──────── Extract provided

On appeal, the IRS adopted the district court's position and argued in addition that it was inconsistent for the estate to assert, on one hand, that the value of Mrs. Kimbell's interest in the partnership was worth only 50 percent of the assets she transferred (as discounted for lack of control and marketability), and on the other hand claim that the partnership interest Mrs. Kimbell received in exchange for the assets transferred was adequate and full consideration for the transfer. 

 

The Fifth Circuit Reversal

The Fifth Circuit vacated and remanded the district court's decision, concluding that the lower court erred in finding as a matter of law that (1) family members can not enter into a bona fide transaction, and (2) a transfer of assets in return for a pro rata partnership interest is not a transfer for full and adequate consideration. The district court also erred in failing to consider uncontroverted evidence to support the taxpayer's position that the transfer was a bona fide sale.

 

According to the Fifth Circuit, what is required for the transfer by Mrs. Kimbell to the partnership to qualify as a bona fide sale is that it be a sale in which the decedent/transferor actually parted with her interest in the assets transferred and the partnership/transferee actually parted with the partnership interest issued in exchange. In order for the sale to be for adequate and full consideration, the exchange of assets for partnership interests must be roughly equivalent so the transfer does not deplete the estate. In addition, when the transaction is between family members, the court observed, it is subject to heightened scrutiny to insure that the sale is not a sham transaction or disguised gift. However, that scrutiny is limited to the examination of objective facts that would confirm or deny the taxpayer's assertion that the transaction is bona fide or genuine.  

 

The Fifth Circuit rejected the district court's finding that the transfer by Mrs. Kimbell of assets to the partnership in exchange for pro-rata partnership interest was not a bona fide sale. That conclusion, the court observed, ignored circuit precedent and was based on the district court's erroneous assumption that an arm's length transaction, defined as one between persons who are not related, was a requirement of this exception. According to the court, the district court's analysis ignored evidence in support of the estate's position that the transaction was entered into for substantial business and other non-tax reasons.

 

The court noted that the following objective facts supported the estate's position that the transfer to the partnership was a bona fide sale: (1) Mrs. Kimbell retained sufficient assets outside the partnership for her own support and there was no commingling of partnership and her personal assets; (2) partnership formalities were satisfied and the assets contributed to the partnership were actually assigned to the partnership; (3) the assets contributed to the partnership included working interests in oil and gas properties which do require active management; and (4) several credible and unchallenged non-tax business reasons were advanced for the formation of the partnership that could not be accomplished via Mrs. Kimbell's trust.

────────────────

◆ Required actions
**A.** Rewrite the stretch of the Kimbell estate excerpt from "The Fifth Circuit vacated" through "was a bona fide sale.", putting "trial court" in place of "district court".
**B.** Write the next part of the Kimbell estate excerpt, picking up after its final sentence.

──────── Data listing

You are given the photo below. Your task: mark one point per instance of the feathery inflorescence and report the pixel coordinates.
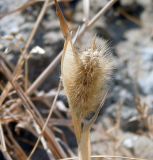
(85, 75)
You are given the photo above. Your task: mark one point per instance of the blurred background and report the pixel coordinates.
(125, 124)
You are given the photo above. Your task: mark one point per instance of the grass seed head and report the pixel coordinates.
(85, 75)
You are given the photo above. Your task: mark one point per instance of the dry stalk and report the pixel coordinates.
(56, 61)
(31, 109)
(84, 76)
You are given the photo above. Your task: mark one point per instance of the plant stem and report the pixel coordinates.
(84, 148)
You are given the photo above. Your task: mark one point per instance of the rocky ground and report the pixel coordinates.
(125, 125)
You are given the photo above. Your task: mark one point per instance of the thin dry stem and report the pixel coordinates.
(46, 122)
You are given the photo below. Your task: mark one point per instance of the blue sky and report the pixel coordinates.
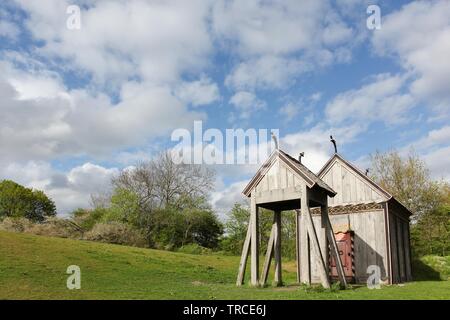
(77, 106)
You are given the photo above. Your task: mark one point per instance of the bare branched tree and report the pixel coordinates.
(161, 182)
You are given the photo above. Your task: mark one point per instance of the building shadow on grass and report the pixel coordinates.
(423, 272)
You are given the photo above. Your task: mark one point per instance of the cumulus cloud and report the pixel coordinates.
(154, 41)
(380, 100)
(70, 189)
(278, 41)
(198, 93)
(246, 103)
(42, 119)
(417, 35)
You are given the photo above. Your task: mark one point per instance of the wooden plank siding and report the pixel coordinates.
(351, 188)
(369, 242)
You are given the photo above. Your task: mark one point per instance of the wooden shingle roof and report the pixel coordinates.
(308, 176)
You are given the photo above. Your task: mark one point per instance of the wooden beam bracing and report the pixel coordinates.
(244, 257)
(277, 249)
(254, 241)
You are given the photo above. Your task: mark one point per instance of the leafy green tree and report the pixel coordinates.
(19, 201)
(408, 179)
(431, 234)
(124, 207)
(201, 227)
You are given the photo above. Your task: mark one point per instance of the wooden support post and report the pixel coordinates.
(313, 239)
(244, 257)
(269, 255)
(324, 242)
(277, 248)
(254, 241)
(305, 266)
(335, 253)
(297, 242)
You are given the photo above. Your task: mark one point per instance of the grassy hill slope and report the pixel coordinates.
(34, 267)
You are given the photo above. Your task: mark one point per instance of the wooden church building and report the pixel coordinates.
(341, 213)
(370, 225)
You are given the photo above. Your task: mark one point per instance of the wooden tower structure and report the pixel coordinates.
(284, 183)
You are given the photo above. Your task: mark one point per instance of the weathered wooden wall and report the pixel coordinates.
(369, 242)
(351, 188)
(400, 247)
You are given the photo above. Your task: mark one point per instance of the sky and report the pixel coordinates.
(77, 105)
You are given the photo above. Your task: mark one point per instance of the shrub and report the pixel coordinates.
(116, 233)
(54, 227)
(194, 248)
(15, 224)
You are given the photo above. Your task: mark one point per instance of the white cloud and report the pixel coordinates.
(225, 197)
(316, 145)
(418, 35)
(278, 41)
(198, 93)
(434, 147)
(267, 72)
(290, 110)
(41, 119)
(380, 100)
(246, 103)
(69, 190)
(154, 41)
(9, 30)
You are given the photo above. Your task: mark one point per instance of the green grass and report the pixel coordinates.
(34, 267)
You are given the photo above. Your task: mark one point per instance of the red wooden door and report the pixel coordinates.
(344, 244)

────────────────

◆ Results for the exercise
**A.**
The Fifth Circuit vacated and remanded the trial court's decision, concluding that the lower court erred in finding as a matter of law that (1) family members can not enter into a bona fide transaction, and (2) a transfer of assets in return for a pro rata partnership interest is not a transfer for full and adequate consideration. The trial court also erred in failing to consider uncontroverted evidence to support the taxpayer's position that the transfer was a bona fide sale.

**B.**
The Fifth Circuit noted that the Tax Court has expressly rejected the argument that a discounted valuation of a pro rata partnership interest precludes a finding that the interest is adequate consideration for the assets transferred. With respect to the IRS's inconsistency argument, the Fifth Circuit observed that it is a classic mixing of apples and oranges: The IRS is attempting to equate the venerable "willing buyer-willing seller" test of fair market value (which applies when calculating gift or estate tax) with the proper test for adequate and full consideration under Code Section 2036(a).

According to the court, this argument misses the mark: The business decision to exchange cash or other assets for a transfer-restricted, non-managerial interest in a limited partnership involves financial considerations other than the purchaser's ability to turn right around and sell the newly acquired limited partnership interest for 100 cents on the dollar. Investors who acquire such interests do so with the expectation of realizing benefits such as management expertise, security and preservation of assets, capital appreciation and avoidance of personal liability. Thus there is nothing inconsistent in acknowledging, on the one hand, that the investor's dollars have acquired a limited partnership interest at arm's length for adequate and full consideration and, on the other hand, that the asset thus acquired has a present fair market value, i.e., immediate sale potential, of substantially less than the dollars just paid – a classic informed trade-off.

The proper focus on whether a transfer to a partnership is for adequate and full consideration, the court stated, is: (1) whether the interests credited to each of the partners was proportionate to the fair market value of the assets each partner contributed to the partnership; (2) whether the assets contributed by each partner to the partnership were properly credited to the respective capital accounts of the partners, and (3) whether on termination or dissolution of the partnership the partners were entitled to distributions from the partnership in amounts equal to their respective capital accounts. In the instant case, the court stated, the answer to each of these questions is yes. Mrs. Kimbell received a partnership interest that was proportionate to the assets she contributed to the partnership. There was no question raised as to whether her partnership account was properly credited with the assets she contributed. Also, on termination and liquidation of the partnership, the partnership agreement required distribution to the partners according to their capital account balances.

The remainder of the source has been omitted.